> _Permintaan_: Kembalikan teks tentang Patanjali dan Raja Yoga di bawah ini secara utuh, tanpa mengubah satu karakter pun.

> _Blok Teks_:

■ ■ ■

Diperkirakan hidup dari tahun 240
sampai 180 S.M. Ada perdebatan antara para sarjana mengenai apakah ia
Patanjali yang sama dengan ahli bahasa yang menyusun komentar Mahabsya yang
besar terhadap komentar kritis (Warttika)
dari Katayana atas Tatabahasa Sansekerta dari Panini, atau tidak. Beberapa
orang mengatakan dia tidak lain adalah reinkarnasi dari raja naga Anathan
Dalam Raja
Yoga, seorang bhakta mencoba untuk mencapai satu keadaan di atas pikiran dan
dalam satu cara mencoba untuk mencapai keadaaan tanpa pikiran. Sangat sulit
untuk menjelaskan hal ini dalam kalimat sederhana. Seorang mahasiswa
parapsikologi mungkin mampu memahami aspek ilmiah dari Raja Yoga lebih baik
dari siapapun juga. Orang biasa yang keadarannya terbatas pada pikiran yang
lebih rendah dapat membayangkan hanya citra-citra nyata dari obyek-obyek, yang
berasal dari organ indriya.

■ ■ ■

Rekaman dataset anotasi titik:
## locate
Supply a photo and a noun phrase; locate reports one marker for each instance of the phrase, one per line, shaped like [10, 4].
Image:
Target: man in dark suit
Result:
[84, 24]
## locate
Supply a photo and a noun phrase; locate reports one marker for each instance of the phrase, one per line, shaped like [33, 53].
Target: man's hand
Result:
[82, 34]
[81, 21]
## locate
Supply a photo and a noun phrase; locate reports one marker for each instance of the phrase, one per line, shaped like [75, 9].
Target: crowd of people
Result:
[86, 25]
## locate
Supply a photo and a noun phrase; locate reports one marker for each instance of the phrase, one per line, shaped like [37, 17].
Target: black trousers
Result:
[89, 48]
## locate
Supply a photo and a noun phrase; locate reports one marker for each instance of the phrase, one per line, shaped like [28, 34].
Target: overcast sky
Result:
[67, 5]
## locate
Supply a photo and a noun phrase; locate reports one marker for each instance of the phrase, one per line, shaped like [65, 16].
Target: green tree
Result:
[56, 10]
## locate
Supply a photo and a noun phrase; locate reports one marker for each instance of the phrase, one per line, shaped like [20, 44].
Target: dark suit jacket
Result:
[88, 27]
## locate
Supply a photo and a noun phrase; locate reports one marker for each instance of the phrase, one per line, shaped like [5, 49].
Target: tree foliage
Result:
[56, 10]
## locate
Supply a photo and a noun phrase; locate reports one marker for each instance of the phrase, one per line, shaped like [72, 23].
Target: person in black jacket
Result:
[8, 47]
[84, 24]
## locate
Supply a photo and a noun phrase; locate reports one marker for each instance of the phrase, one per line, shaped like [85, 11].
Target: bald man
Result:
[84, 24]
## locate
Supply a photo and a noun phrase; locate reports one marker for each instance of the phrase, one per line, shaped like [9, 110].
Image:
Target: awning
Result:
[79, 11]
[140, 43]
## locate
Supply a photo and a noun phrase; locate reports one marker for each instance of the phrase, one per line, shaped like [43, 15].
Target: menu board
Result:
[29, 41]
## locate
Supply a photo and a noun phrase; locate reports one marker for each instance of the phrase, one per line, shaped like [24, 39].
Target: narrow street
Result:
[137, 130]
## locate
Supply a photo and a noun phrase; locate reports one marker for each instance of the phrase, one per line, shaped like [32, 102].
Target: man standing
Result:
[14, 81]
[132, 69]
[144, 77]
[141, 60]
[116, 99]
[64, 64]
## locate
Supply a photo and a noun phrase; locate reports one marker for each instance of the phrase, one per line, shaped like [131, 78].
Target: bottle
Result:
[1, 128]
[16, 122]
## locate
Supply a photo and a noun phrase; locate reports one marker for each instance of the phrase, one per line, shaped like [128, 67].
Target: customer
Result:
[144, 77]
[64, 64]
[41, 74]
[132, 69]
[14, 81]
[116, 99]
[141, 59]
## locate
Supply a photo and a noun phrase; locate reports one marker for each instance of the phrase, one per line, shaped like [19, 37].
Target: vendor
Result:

■ ■ ■

> _Jawaban Latihan_:
Diperkirakan hidup dari tahun 240
sampai 180 S.M. Ada perdebatan antara para sarjana mengenai apakah ia
Patanjali yang sama dengan ahli bahasa yang menyusun komentar Mahabsya yang
besar terhadap komentar kritis (Warttika)
dari Katayana atas Tatabahasa Sansekerta dari Panini, atau tidak. Beberapa
orang mengatakan dia tidak lain adalah reinkarnasi dari raja naga Anathan
Dalam Raja
Yoga, seorang bhakta mencoba untuk mencapai satu keadaan di atas pikiran dan
dalam satu cara mencoba untuk mencapai keadaaan tanpa pikiran. Sangat sulit
untuk menjelaskan hal ini dalam kalimat sederhana. Seorang mahasiswa
parapsikologi mungkin mampu memahami aspek ilmiah dari Raja Yoga lebih baik
dari siapapun juga. Orang biasa yang keadarannya terbatas pada pikiran yang
lebih rendah dapat membayangkan hanya citra-citra nyata dari obyek-obyek, yang
berasal dari organ indriya.